Mesmo a auto-estima muitas vezes sucumbe no trabalho com a "colega" tecnologia. Segundo Leithauser, as dúvidas a respeito do que de fato aconntece dentro de um computador podem causar reações de alienação. E, não raro, a impressão de completa incapacidade para lidar com tecnologia acomete até os mais capazes. Embora com menos freqüência, o computador também proporciona momentos de poder e triunfo - quando a instalação de um novo software funciona de primeira ou o trabalho em rede segue sem nenhum percalço, por exemplo.

→ **O que se pede**
1. Enumere todas as sensações ou reações que, de acordo com o trecho sobre autoestima e tecnologia, o trabalho com o computador pode provocar.
2. Prossiga o trecho sobre autoestima e tecnologia a partir da última frase, mantendo o tema e o tom.
As entradas constituem um material independente do trecho.

→ **Dados extraídos**
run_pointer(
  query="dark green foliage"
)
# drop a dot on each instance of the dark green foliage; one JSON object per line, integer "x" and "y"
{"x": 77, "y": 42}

→ **Resultados por tarefa**
1.
- Abalo da autoestima, que "muitas vezes sucumbe"
- Alienação
- Impressão de completa incapacidade para lidar com tecnologia
- Poder
- Triunfo

2.
Segundo a Sociedade Brasileira de Teletrabalho e Teleatividades (Sobratt), cerca de 4,5 milhões de brasileiros trabalham em casa. E, por ano, esse número aumenta em torno de 20%. Entre essas pessoas estão prestadores de serviço, empreendedores e até funcionários contratados. Para reduzir custos, cada vez mais empresas preferem que, dependendo da atividade que exercem, os funcionários trabalhem parte do tempo em casa. Entusiasmados com a tranqüilidade que isso pode trazer ou na intenção de conciliar melhor a vida familiar e a profissional, muitos aplaudem a idéia.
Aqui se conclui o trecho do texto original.